К вельможам и эмирам поэт не благоволил, но охотно беседовал с их женами. Жена вельможи Эминеддина Микаэла собирала по вечерам женщин, которые, к ужасу правоверных улемов, плясали, пели, слушали стихи поэта, осыпали его розами. Среди этих женщин была и царевна Гумедж-Хатун, дочь султана Гияседдина и грузинской царевны Тамар. Когда ей пришлось отправиться к мужу во вторую столицу державы город Кайсери, Гумедж-Хатун заказала портрет Джалалиддина, чтобы, когда невыносима станет разлука, она могла видеть его лицо. Выполнить заказ царевна поручила выдающемуся художнику. "Что ж, прекрасно, если у него получится" — сказал Джалалиддин.
Двадцать холстов нарисовал художник. И все, по его мнению, были неудачными. Слезы отчаяния появились у него на глазах. Джалалиддин утешил его стихами:
Если б себя мне увидеть! Но нет!
Смешение красок дает белый свет!
Дух мой не знает покоя,
Но кок я спокоен в душе.
Море во мне потонуло, но чудо!
Бескрайнее море во мне…
Одна из учении поэта стала даже настоятельницей женской дервишской обители в городе Токате.
Защищенный народной любовью, Джалалиддин мог теперь даже в лицо султанам говорить то, что думал.
Когда к нему в медресе пожаловал в сопровождении свиты султан Иззеддин Кей Кавус 2, поэт усадил гостей и, как ни в чем не бывало, продолжал беседовать с друзьями.
Просидев какое-то время среди плотников, цирюльников, кожевенных дел мастеров, султан почувствовал себя униженным и произнес:
— Да соблаговолит его святейшество осчастливить нас наставлением своим!
— Какое я могу дать тебе наставление? — ответил поэт.
— Тебе положено быть пастырем, а ты обратился в волка. Тебе доверено охранять, а ты обратился к грабежу. Бог сделал тебя султаном, а ты поступаешь по наущению дьявола!
Султан вел борьбу со своим братом. Отповедь поэта означала, что город, братство ахов, ремесленники были против него. И действительно, вскоре участь Иззеддина была решена. На трон сел его брат.
Слово Джалалиддина стало деянием. Он говорил: "Я превращаю глину в жемчуга и бубны музыкантов наполняю златом. Всех жаждущих пою вином, иссохшие поля нектаром орошаю. Всю землю превращаю в рай, на трон султанский страждущих сажаю и воздвигаю помосты из тысяч виселиц".

> [СПИСОК]:

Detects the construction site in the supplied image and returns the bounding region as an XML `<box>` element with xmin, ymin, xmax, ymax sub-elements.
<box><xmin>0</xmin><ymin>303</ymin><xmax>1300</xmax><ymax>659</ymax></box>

> [ЗАДАНИЕ 1]: Сколько холстов нарисовал художник в отрывке о Джалалиддине?
> [ЗАДАНИЕ 2]: Продолжите отрывок о Джалалиддине, начав сразу после его последней фразы.

> [ОТВЕТ 1]: Двадцать холстов.

> [ОТВЕТ 2]:
Он сложил тысячи стихов. Его слово проникало до самых далеких окраин мира. И со всех концов — из Бухары и Тебриза, Каира и Йемена, Дамасска и Кордовы — потянулись к нему люди, как к светочу, озарившему кромешную ночь монгольского ига и дикости крестоносцев.
Он стал народным поэтом и поэтом всего человечества. Его стихи переведены почти на все языки мира.
Дело его жизни было завершено.
Тело, почти семьдесят лет не знавшее отдыха, уже плохо слушалось его. Несколько дней Джалалиддин Руми уже не вставал.
В среду утром горожане проснулись от глухого раскатистого гула. Дома заходили ходуном. Люди в панике выбежали во дворы, на улицы. Днем последовало еще два подземных толчка. Кое-где обвалились дувалы, в кварталах бедноты погибли люди.
Вечером шесть старейшин ахи пришли проведать больного; люди мастеровые, практичные явились не без тайной мысли. Давно уверовали они, что поэту ведомо все происходящее на небе, на земле и под землей, и хотели узнать, чего ожидать от землетрясения, на что надеяться и как быть.
Джалалиддин понял их, поблагодарив за пожелания здоровья, и сказал, медленно переводя дыхание:
— Трясения земли не страшитесь! Несчастная земля наша требует жирного куска. — Он улыбнулся и приложил ладони к своей впалой груди. — Надо предать его земле. И она успокоится…
В тот день, когда умру, вы не заламывайте руки.
Не плачьте, не твердите о разлуке!
То не разлуки, а свиданья день.
Светило закатилось, но взойдет.
Зерно упало в землю — прорастет!
На рассвете город огласился воплями глашатаев: "Сал-я-я!.. Сал-я-я! Сал-я-я!" Во многих домах, караван сараях, обителях и медресе Коньи не спали той ночью, ожидая сигнала к последнему прощанию. И когда этот сигнал прозвучал, тысячные толпы высыпали на улицы города. Женщины, дети, братья ахи, старейшины, подмастерья, байская челядь, дворцовые слуги, купцы, крестьяне окрестных деревень, босоногие, с непокрытыми головами — каждый хотел подставить плечо под носилки, накрытые той самой лиловой ферадже, по которой в городе за сорок с лишним лет привыкли узнавать Джалалиддина Руми. По обычаю, перед процессией гнали восемь волов, чтобы принести их в жертву над могилой, а мясо раздать беднякам.
Когда процессия вышла на главную улицу, толпа стиснула ее со всех сторон. Тюрки и хорасанцы, греки и армяне, православные христиане и иудеи — все пришли попрощаться с поэтом, каждый по своему обычаю.
Султан Перване стоял на пригорке у дворцовых ворот. Стража, обнажив сабли, принялась избивать и разгонять людей. Все смешалось: молитвы и рыдания, крики боли, музыка и яростные вопли. То была первая попытка отделить поэта от народа.
И неизвестно, чем бы все кончилось, если б погребальные носилки не выпали из рук на землю. При виде расколовшихся досок и белого савана толпа в благоговейном ужасе оцепенела.